Return only the line that contains "Return one point per instance of the skyscraper, each" and each line after it, through the last line of the data below, copied exactly.

— start of Input for this task —

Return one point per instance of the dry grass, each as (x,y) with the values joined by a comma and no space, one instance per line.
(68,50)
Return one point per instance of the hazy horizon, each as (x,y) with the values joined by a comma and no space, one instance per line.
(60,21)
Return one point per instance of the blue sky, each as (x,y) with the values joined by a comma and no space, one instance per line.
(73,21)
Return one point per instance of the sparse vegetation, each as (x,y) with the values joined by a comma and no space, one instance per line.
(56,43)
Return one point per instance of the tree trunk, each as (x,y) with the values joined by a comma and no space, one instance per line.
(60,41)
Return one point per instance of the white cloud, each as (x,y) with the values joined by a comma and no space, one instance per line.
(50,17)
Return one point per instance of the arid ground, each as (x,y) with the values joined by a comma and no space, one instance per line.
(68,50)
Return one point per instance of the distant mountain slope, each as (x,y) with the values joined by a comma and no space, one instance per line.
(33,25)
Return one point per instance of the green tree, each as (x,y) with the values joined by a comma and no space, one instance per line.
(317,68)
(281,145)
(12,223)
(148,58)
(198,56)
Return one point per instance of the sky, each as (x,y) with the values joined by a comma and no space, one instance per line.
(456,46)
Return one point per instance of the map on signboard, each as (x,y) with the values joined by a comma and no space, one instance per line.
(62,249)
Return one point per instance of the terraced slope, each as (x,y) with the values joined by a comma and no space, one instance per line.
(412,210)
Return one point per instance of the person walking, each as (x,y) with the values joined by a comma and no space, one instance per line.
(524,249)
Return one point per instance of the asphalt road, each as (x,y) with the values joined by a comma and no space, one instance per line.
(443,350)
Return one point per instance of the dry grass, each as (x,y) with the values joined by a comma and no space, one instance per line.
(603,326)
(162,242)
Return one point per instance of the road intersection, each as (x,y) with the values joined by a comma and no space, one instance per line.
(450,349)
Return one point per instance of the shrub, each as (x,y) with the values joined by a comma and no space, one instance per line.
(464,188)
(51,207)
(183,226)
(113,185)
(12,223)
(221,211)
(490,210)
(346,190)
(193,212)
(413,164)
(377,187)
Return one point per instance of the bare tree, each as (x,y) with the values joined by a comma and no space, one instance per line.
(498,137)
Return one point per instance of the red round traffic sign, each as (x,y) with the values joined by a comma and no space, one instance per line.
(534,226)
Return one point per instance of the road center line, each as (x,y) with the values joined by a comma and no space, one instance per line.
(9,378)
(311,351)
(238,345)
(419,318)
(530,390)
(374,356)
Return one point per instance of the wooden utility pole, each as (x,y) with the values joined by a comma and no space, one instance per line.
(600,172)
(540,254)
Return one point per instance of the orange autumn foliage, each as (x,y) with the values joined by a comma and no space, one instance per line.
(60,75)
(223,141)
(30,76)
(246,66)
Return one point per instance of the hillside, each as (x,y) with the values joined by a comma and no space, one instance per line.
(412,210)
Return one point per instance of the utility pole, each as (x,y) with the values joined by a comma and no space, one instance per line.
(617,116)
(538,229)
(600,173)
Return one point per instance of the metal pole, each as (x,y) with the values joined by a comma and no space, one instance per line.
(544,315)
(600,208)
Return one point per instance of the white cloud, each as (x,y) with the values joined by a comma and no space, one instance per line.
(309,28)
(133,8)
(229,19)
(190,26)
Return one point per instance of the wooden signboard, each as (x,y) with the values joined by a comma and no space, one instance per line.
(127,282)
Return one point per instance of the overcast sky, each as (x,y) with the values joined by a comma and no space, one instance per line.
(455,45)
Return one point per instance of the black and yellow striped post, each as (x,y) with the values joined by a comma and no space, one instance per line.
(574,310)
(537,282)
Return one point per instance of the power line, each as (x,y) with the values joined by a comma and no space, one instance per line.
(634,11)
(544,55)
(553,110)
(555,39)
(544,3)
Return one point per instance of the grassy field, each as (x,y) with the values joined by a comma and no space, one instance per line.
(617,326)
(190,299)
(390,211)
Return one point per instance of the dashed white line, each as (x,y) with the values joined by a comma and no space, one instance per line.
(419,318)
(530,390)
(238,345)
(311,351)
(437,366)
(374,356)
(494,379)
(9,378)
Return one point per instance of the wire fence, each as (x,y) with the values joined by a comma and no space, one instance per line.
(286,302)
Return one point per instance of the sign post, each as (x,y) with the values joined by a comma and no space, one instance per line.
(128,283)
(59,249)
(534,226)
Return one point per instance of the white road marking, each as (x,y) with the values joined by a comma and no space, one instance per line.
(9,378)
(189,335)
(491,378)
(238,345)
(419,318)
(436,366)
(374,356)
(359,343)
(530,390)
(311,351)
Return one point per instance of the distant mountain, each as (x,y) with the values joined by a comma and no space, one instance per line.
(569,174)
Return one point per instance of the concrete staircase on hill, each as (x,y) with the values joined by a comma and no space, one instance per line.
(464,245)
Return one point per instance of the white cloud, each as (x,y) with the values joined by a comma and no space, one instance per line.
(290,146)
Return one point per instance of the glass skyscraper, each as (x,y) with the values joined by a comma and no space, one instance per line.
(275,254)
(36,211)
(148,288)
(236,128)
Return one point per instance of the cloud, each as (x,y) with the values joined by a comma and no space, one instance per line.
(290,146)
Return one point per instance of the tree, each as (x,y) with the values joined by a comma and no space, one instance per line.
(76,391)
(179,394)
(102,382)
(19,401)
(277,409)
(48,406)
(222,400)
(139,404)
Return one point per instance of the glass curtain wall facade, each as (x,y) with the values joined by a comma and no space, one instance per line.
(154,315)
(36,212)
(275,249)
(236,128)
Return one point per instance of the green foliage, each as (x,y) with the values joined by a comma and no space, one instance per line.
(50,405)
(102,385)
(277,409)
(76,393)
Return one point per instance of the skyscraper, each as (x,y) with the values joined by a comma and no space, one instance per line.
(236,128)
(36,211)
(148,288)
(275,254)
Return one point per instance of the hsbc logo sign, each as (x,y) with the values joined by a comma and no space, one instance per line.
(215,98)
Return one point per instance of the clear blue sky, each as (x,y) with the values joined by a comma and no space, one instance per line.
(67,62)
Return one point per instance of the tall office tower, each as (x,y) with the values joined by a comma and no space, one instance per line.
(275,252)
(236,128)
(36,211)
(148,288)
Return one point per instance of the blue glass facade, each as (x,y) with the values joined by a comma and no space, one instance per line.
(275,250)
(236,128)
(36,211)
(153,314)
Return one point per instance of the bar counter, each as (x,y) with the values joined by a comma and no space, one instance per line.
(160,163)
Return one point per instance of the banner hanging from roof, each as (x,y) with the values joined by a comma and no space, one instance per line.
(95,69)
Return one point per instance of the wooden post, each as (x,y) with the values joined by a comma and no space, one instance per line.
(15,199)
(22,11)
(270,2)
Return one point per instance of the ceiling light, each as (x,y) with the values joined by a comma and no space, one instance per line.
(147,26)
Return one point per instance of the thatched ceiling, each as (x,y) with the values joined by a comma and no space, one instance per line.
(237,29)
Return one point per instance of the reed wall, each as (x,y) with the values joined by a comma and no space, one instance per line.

— end of Input for this task —

_Full solution_:
Return one point per instance of the skyscraper, each as (x,y) with the values joined by a comma and no space, one instance per line.
(236,128)
(36,211)
(148,288)
(275,254)
Return one point per instance of the hsbc logo sign, each as (x,y) with the values joined by a comma and no space, one instance per line.
(215,98)
Return one point per instance of the clear blue sky, each as (x,y) with the values joined by a comma and no space, one instance per line.
(67,62)
Return one point per instance of the tall office tower, each as (x,y) with the values joined by a comma and no space, one instance per line.
(275,252)
(236,128)
(36,211)
(148,288)
Return one point per instance of the blue glass facade, each as (x,y) with the values joined by a comma and no space, one instance per line.
(275,250)
(236,128)
(36,211)
(153,314)
Return one point per instance of the bar counter, each as (x,y) with the values joined by a comma and no space, one instance per line.
(160,163)
Return one point per instance of the banner hanging from roof, each as (x,y) with the values joined by a comma and no space, one instance per line.
(95,69)
Return one point per instance of the wooden post, each as (x,y) with the values joined by a comma and no space, one instance per line.
(15,199)
(22,11)
(270,2)
Return one point per instance of the ceiling light, each as (x,y) with the values joined by a comma and no space, one instance per line.
(147,26)
Return one point per instance of the thatched ceiling, each as (x,y) with the values joined by a comma and no space, one instance per line.
(237,29)
Return one point per instance of the reed wall, each as (x,y) with the values joined by a comma and no space, one instance per line.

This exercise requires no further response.